Saved data entries:
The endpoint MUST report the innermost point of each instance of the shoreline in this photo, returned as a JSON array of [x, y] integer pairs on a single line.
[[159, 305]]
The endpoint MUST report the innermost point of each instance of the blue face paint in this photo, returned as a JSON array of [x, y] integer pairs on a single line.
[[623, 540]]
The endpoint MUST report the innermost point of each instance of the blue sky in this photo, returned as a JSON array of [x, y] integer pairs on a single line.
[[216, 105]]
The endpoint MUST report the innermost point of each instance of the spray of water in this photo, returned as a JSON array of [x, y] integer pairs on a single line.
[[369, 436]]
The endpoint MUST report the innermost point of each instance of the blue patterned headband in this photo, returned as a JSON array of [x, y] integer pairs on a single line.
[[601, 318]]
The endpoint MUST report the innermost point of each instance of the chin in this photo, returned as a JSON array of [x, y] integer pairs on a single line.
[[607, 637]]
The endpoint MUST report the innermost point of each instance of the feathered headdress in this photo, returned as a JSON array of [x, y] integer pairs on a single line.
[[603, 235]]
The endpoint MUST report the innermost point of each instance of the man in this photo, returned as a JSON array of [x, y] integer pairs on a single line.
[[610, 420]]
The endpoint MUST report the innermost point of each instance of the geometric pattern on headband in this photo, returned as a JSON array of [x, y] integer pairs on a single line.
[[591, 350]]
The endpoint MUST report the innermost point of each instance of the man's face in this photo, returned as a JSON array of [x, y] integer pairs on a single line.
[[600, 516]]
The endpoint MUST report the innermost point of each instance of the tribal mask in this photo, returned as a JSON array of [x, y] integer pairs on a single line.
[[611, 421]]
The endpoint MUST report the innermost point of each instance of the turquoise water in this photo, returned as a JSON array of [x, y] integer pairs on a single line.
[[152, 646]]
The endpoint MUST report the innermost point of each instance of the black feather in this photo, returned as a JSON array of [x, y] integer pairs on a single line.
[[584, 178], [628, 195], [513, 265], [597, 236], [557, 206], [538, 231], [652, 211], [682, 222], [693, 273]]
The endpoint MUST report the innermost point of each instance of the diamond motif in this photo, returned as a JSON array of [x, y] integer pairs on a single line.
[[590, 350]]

*What you need to do:* Output every line of the material above verbatim, in its original order, without changing anything.

*Task output:*
The endpoint MUST report the innermost point of each instance of the shoreline in this photo, returned as a JSON array of [x, y] integer pairs on a single line.
[[159, 305]]
The endpoint MUST report the innermost point of each instance of the blue face paint in this photo, returned as a JSON array of [x, y] integer pairs on a single line.
[[623, 540]]
The endpoint MUST report the innermost point of each instance of the blue sky in this photo, returned as a JSON array of [x, y] integer pairs on a single line.
[[216, 105]]
The endpoint MUST report the innermost point of each instance of the spray of water in this photo, returned as a JSON array of [x, y] integer pairs on a single line.
[[369, 436]]
The endpoint MUST report the innermost point of each instance of the blue patterned headband in this photo, returned as a JSON array of [x, y] integer pairs on a single line.
[[601, 318]]
The endpoint MUST report the innermost point of each instance of the chin in this photo, returned as a JSON array of [x, y] integer pairs on a single line.
[[607, 637]]
The endpoint MUST report the innermost point of each instance of the feathered headdress in this photo, returned as a JSON array of [x, y] integer pairs on a single line.
[[603, 235]]
The endpoint MUST report the innermost point of each instance of the man in this photo, returned as a JSON array of [x, y] integer pairs on a single line.
[[610, 420]]
The endpoint MUST report the innermost point of each instance of the geometric pattern on headband in this photo, returned as a JSON array of [x, y] integer pairs on a single line.
[[591, 350]]
The endpoint MUST report the innermost point of each instance of the man's face in this photo, returned as a JSON array of [x, y] integer pairs on a single line.
[[600, 516]]
The endpoint MUST report the innermost point of each instance of the tribal mask in this photo, returned as a JSON array of [x, y] integer pairs on a single line.
[[611, 421]]
The endpoint MUST report the innermost point of each instance of the turquoise water in this photo, returned as a JSON array of [x, y] integer pairs on a single line.
[[152, 646]]
The endpoint MUST report the innermost point of each instance of the black feather in this photo, returned as a JSON array of [x, y] integer pairs on a single line.
[[584, 178], [628, 195], [513, 265], [597, 236], [557, 206], [538, 231], [652, 211], [682, 222], [693, 273]]
The endpoint MUST report the innermost point of each instance of the diamond motif in this photo, returned as a JSON array of [x, y] integer pairs on a single line.
[[590, 350]]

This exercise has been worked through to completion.